▼

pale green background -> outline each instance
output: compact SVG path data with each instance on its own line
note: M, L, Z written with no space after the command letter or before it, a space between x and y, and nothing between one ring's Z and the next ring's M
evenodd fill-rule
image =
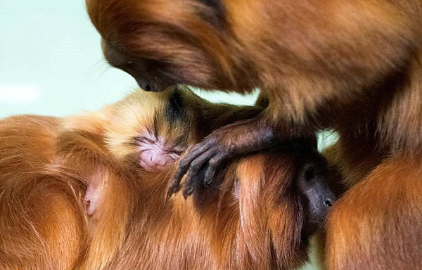
M0 117L97 110L136 88L103 60L99 41L83 0L0 0ZM243 104L256 98L203 95Z

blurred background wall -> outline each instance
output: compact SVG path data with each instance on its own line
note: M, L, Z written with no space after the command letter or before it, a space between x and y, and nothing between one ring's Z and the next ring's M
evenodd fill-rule
M0 0L0 117L97 110L136 88L103 60L84 0ZM238 104L257 96L200 94Z

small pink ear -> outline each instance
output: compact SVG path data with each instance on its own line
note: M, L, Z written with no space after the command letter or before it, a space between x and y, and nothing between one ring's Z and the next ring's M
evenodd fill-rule
M85 193L84 200L87 204L87 213L89 216L94 214L101 200L102 188L100 183L101 180L98 178L96 176L91 178L91 182Z

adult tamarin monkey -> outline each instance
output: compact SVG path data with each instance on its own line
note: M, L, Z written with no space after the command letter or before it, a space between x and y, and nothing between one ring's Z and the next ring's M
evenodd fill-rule
M167 198L174 161L186 147L233 115L259 111L174 88L70 118L0 121L0 268L301 264L334 200L325 161L308 142L234 162L222 186L197 187L195 200Z
M108 62L147 91L174 84L261 89L267 108L193 147L172 191L187 172L188 195L205 164L207 186L229 158L268 148L275 138L335 129L340 138L333 159L349 187L360 183L331 215L328 268L422 265L421 1L87 4Z

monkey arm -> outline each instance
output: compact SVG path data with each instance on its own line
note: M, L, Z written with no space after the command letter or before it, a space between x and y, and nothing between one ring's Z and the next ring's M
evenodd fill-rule
M186 174L184 184L184 196L192 194L196 182L204 186L218 182L217 178L227 162L240 155L268 149L292 138L296 132L283 134L279 124L274 124L267 113L262 111L256 117L227 124L208 135L194 146L180 160L179 168L169 189L169 195L181 188L181 181ZM200 170L207 166L204 177Z

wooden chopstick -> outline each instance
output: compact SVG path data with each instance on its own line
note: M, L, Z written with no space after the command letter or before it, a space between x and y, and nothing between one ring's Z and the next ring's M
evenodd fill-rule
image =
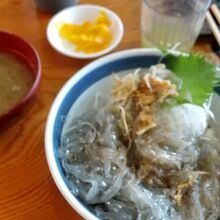
M218 7L215 4L212 4L210 6L210 10L212 11L212 13L215 16L216 20L220 24L220 11L219 11ZM212 17L212 14L209 11L206 12L206 20L207 20L207 23L208 23L210 29L212 30L213 35L215 36L215 39L216 39L218 45L220 46L219 27L216 24L215 19Z

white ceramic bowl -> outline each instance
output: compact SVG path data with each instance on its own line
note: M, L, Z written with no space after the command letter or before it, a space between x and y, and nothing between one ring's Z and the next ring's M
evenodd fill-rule
M106 49L92 54L78 52L74 50L73 44L60 37L57 24L63 22L81 24L84 21L94 21L100 11L104 11L112 23L110 31L112 32L113 40ZM55 50L66 56L80 59L96 58L109 53L119 44L123 34L124 26L119 16L107 8L97 5L82 4L66 8L54 15L47 27L47 39Z
M58 158L60 136L63 129L62 118L66 116L68 121L68 118L77 117L89 109L96 92L110 92L112 72L124 74L138 67L147 68L156 64L160 56L160 52L155 49L131 49L93 61L68 80L51 107L45 132L45 150L49 168L60 192L85 219L97 220L97 217L69 190ZM220 90L217 92L220 94ZM217 131L220 131L219 102L220 98L216 93L213 98L212 110L217 120Z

▲

WHAT IS NEEDED:
Reproduce all of the records above word for word, leaving out the pictures.

SOLUTION TO THE EXERCISE:
pale green background -> outline each instance
output: compact SVG path data with each instance on its own line
note: M, L, Z written with no space after the command letter or before it, a space between x and y, and nothing between one ring's Z and the next ring's M
evenodd fill-rule
image =
M0 117L97 110L136 88L103 60L99 41L83 0L0 0ZM243 104L256 98L203 95Z

blurred background wall -> outline each instance
output: compact SVG path data with each instance on its own line
note: M, L, Z written with no space after the command letter or before it, a space between x and y, and nothing between one ring's Z and the next ring's M
evenodd fill-rule
M0 0L0 117L97 110L136 88L103 60L84 0ZM238 104L257 96L200 94Z

small pink ear -> outline each instance
output: compact SVG path data with each instance on its own line
note: M, L, Z written with no space after the command letter or before it, a space between x and y, and nothing between one ring's Z and the next ring's M
evenodd fill-rule
M85 193L84 200L87 204L87 213L89 216L94 214L101 200L102 188L100 183L101 180L98 178L96 176L91 178L91 182Z

adult tamarin monkey -> outline each instance
output: compact SVG path data with each instance on its own line
note: M, L, Z written with no space after the command letter or before it, a space between x and y, and nothing between one ring's Z and the next ring's M
evenodd fill-rule
M167 198L174 161L186 147L233 115L259 111L174 88L70 118L0 121L0 268L301 264L334 200L325 161L308 142L234 162L222 186L197 187L195 200Z
M108 62L147 91L174 84L261 89L267 108L193 147L172 191L187 172L188 195L205 164L207 186L229 158L268 148L275 138L335 129L340 138L333 159L349 187L360 183L331 215L328 268L422 265L421 1L87 4Z

monkey arm -> outline each instance
output: compact SVG path data with each instance on its own line
note: M, L, Z written with no space after the command letter or before it, a space between x and y, and nothing between one ring's Z and the next ring's M
evenodd fill-rule
M186 174L184 184L184 196L192 194L196 182L204 186L218 182L217 178L227 162L240 155L268 149L292 138L296 132L283 134L279 124L274 124L267 113L262 111L256 117L227 124L208 135L194 146L180 160L179 168L169 189L169 195L181 188L181 181ZM200 170L207 166L204 177Z

wooden chopstick -> outline each instance
output: compact SVG path data with each instance on its own line
note: M, L, Z written with no space after the command letter or before it, a space between x and y, and nothing between one ring's Z and the next ring's M
evenodd fill-rule
image =
M218 7L215 4L212 4L210 6L210 10L212 11L212 13L215 16L216 20L220 24L220 11L219 11ZM212 17L212 14L209 11L206 12L206 20L207 20L207 23L208 23L210 29L212 30L213 35L215 36L215 39L216 39L218 45L220 46L219 27L216 24L215 19Z

white ceramic bowl -> outline each instance
output: compact SVG path data with each instance on its own line
note: M, L, Z written with no space after the command letter or before it, a space between x and y, and nothing between one ring's Z and the next ring's M
evenodd fill-rule
M106 49L92 54L78 52L74 50L73 44L60 37L57 24L63 22L81 24L84 21L94 21L100 11L104 11L112 23L110 31L112 32L113 40ZM55 50L66 56L80 59L96 58L109 53L119 44L123 34L124 26L119 16L107 8L97 5L82 4L66 8L54 15L47 27L47 39Z
M58 158L60 136L63 129L62 118L66 116L68 121L68 118L77 117L89 109L96 92L110 92L112 72L124 74L138 67L147 68L156 64L160 56L160 52L155 49L131 49L93 61L68 80L51 107L45 132L45 150L49 168L60 192L85 219L97 220L97 217L69 190ZM220 90L217 92L220 94ZM217 131L220 131L219 102L220 98L216 93L213 98L212 110L217 120Z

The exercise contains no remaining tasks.